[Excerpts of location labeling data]
• • • •

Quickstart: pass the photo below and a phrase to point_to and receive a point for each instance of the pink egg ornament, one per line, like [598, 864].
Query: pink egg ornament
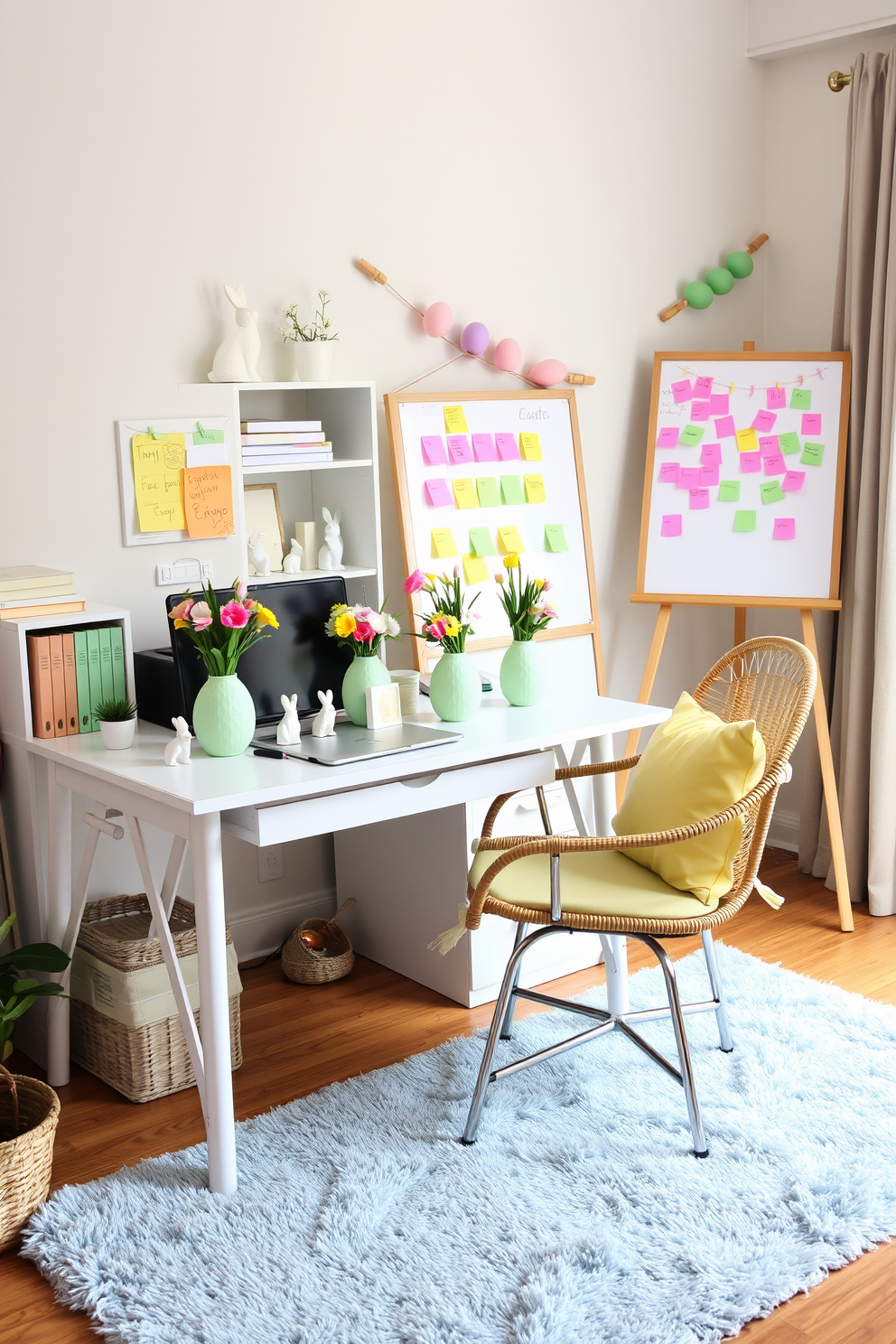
[437, 319]
[507, 354]
[474, 339]
[547, 372]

• • • •

_What is asked_
Convert all of the records above into a two-column CSV with the columns "text" and "answer" and one row per record. Quote each field, replace line breaks with spaces, and leave the pictures out.

_Solution_
text,answer
"Quickstart: pass the photo below and a phrase to point_to and receive a point for each instance of the pink egg ornament, one per line, like [598, 864]. Query: pink egg ornament","[437, 319] [507, 354] [474, 339] [547, 372]"